= Task to complete =
Format the listing between the lines holding "of the forest" and "x=329, y=332", inclusive, as a two-column CSV with the headers text and answer. Give one row per entry, and put each value in a single quoted field with its line breaks turned into spaces.

= Data for the task =
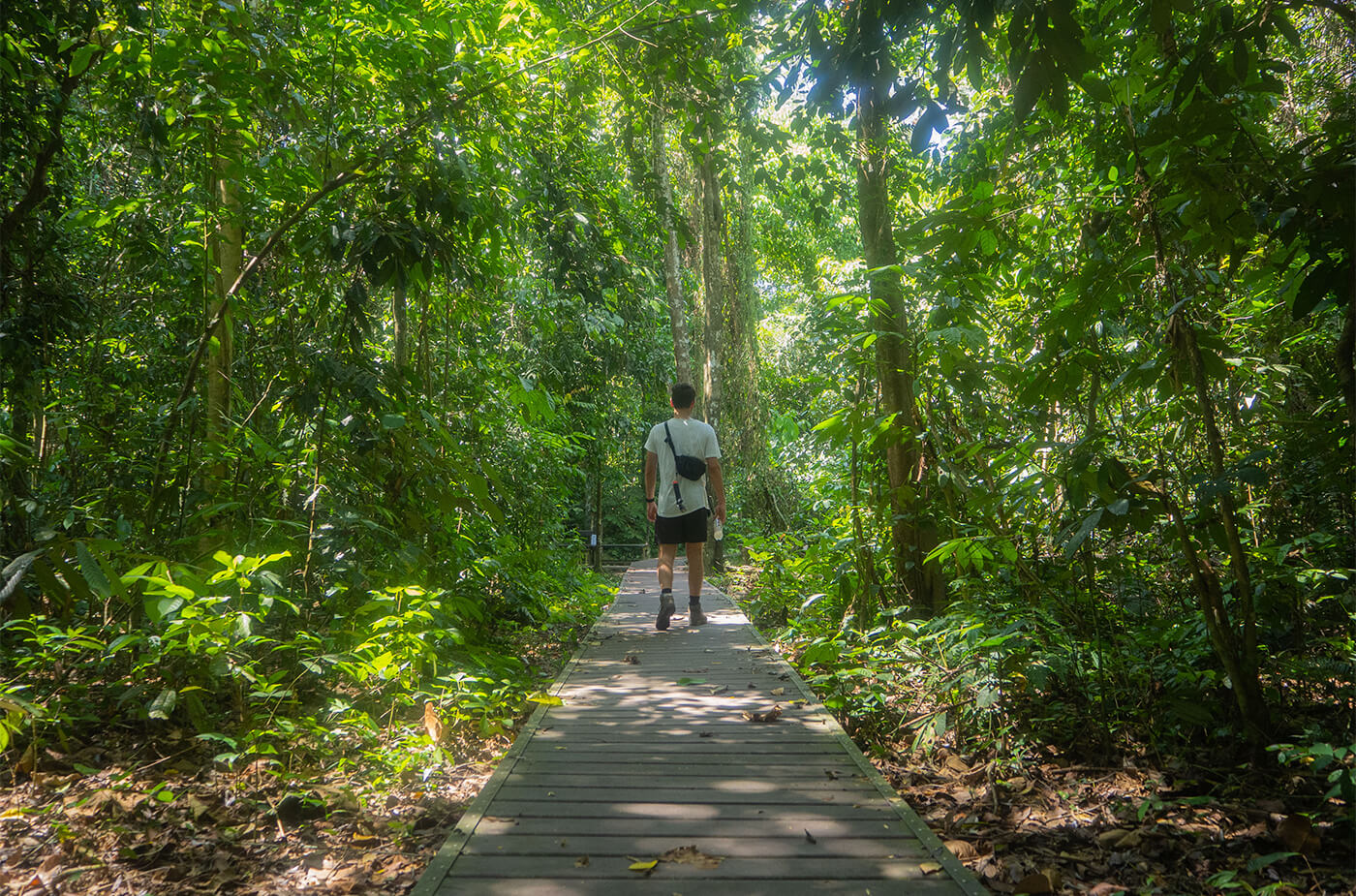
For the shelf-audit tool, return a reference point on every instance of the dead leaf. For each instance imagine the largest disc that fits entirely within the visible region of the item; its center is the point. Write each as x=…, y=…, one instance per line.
x=772, y=715
x=1297, y=832
x=962, y=849
x=1105, y=888
x=433, y=724
x=1037, y=882
x=692, y=855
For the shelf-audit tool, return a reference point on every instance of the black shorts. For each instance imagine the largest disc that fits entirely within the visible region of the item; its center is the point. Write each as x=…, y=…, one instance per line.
x=681, y=530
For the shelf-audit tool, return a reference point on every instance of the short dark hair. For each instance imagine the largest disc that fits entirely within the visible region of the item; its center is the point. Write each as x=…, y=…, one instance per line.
x=684, y=394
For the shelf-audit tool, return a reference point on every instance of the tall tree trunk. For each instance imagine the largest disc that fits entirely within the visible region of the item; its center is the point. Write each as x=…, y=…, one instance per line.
x=673, y=270
x=918, y=582
x=228, y=258
x=1237, y=651
x=714, y=284
x=1248, y=689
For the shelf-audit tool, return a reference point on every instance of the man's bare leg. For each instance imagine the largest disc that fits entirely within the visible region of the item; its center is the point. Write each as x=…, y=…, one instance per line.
x=666, y=584
x=695, y=572
x=666, y=566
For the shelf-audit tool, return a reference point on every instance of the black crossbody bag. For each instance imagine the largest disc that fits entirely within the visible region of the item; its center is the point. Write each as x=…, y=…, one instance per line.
x=687, y=465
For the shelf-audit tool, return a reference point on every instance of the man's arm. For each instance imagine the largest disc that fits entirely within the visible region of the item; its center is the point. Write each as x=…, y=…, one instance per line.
x=718, y=485
x=651, y=474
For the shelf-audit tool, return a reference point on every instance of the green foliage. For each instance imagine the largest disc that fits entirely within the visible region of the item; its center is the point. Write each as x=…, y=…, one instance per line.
x=1335, y=764
x=221, y=651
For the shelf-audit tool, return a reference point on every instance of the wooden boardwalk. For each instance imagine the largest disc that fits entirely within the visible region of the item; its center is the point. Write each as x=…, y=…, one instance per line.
x=651, y=751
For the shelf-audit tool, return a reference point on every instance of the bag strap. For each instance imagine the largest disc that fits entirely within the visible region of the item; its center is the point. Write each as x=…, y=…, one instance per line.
x=668, y=438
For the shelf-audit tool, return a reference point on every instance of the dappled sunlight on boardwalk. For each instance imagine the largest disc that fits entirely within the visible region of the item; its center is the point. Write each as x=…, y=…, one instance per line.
x=687, y=760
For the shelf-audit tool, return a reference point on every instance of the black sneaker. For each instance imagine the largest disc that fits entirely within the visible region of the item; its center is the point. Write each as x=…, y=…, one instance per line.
x=666, y=610
x=694, y=614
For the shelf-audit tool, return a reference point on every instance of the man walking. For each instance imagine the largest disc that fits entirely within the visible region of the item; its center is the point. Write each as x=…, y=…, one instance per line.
x=678, y=509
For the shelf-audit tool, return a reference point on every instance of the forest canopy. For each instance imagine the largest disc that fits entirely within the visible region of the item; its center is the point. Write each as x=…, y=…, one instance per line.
x=329, y=332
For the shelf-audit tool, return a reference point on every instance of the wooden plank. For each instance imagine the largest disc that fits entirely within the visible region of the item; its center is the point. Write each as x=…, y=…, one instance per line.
x=786, y=868
x=688, y=830
x=660, y=885
x=594, y=846
x=684, y=810
x=650, y=750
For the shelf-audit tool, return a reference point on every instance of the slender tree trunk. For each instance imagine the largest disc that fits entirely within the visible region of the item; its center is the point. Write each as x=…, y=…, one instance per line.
x=714, y=284
x=673, y=270
x=228, y=258
x=918, y=582
x=1237, y=651
x=1346, y=363
x=1248, y=689
x=400, y=318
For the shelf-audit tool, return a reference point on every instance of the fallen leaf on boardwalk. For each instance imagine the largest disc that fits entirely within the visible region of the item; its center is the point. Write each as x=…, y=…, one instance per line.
x=1044, y=881
x=772, y=715
x=433, y=724
x=692, y=855
x=963, y=850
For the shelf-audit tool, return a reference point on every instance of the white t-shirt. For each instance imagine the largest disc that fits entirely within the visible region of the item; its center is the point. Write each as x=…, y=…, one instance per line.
x=691, y=437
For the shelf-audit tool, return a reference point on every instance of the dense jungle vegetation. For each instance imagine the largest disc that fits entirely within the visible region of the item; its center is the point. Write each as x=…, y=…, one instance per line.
x=328, y=331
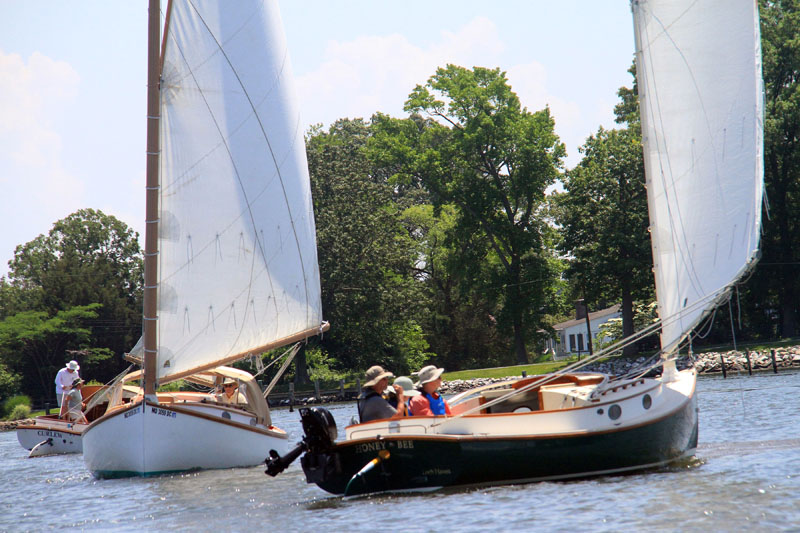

= Exercise output =
text,answer
"For the shelf-audit tool, return a reference point on every instance of the forest canopy. For each instance imagine the largest disc that fits entirely within the visible region of the item; its center is the point. Write each as x=…, y=…, one instance per line.","x=329, y=332"